* **TASK BRIEF**: Nothing but the images is to be left out of your exact copy of the entries.

(Point-per-instance localization data)
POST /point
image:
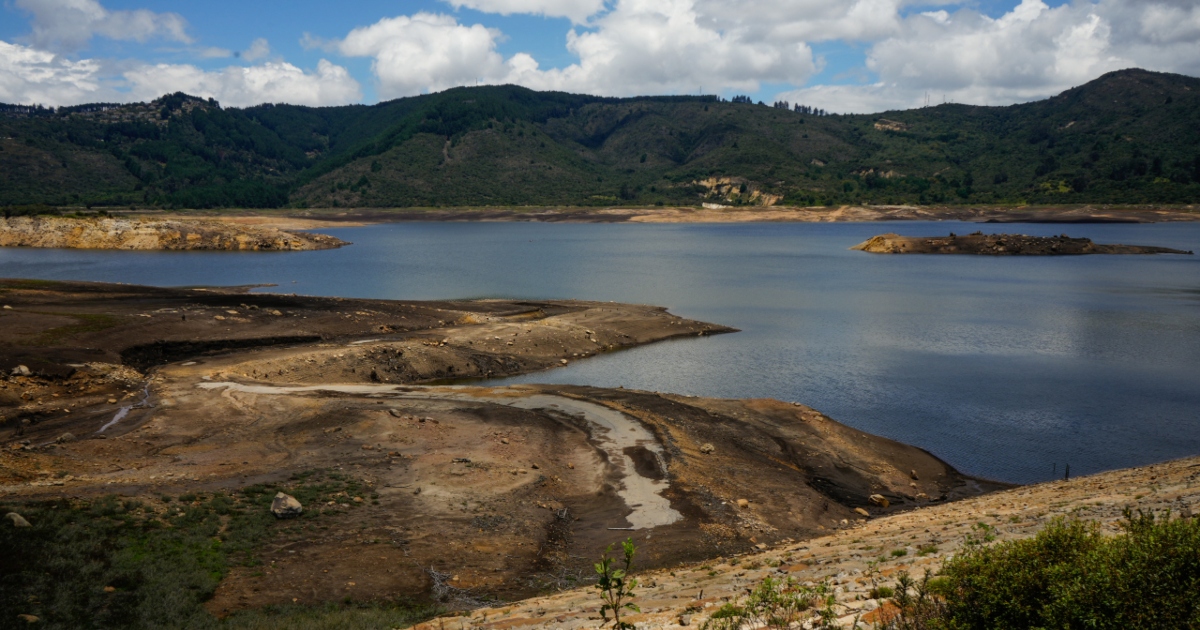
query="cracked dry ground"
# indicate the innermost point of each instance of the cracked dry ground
(468, 492)
(865, 556)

* **ANSWER TO THIS TASK**:
POST /point
image:
query="cracked dry ground"
# indicate the innermost point of each instance of the cracked dry ground
(468, 492)
(865, 556)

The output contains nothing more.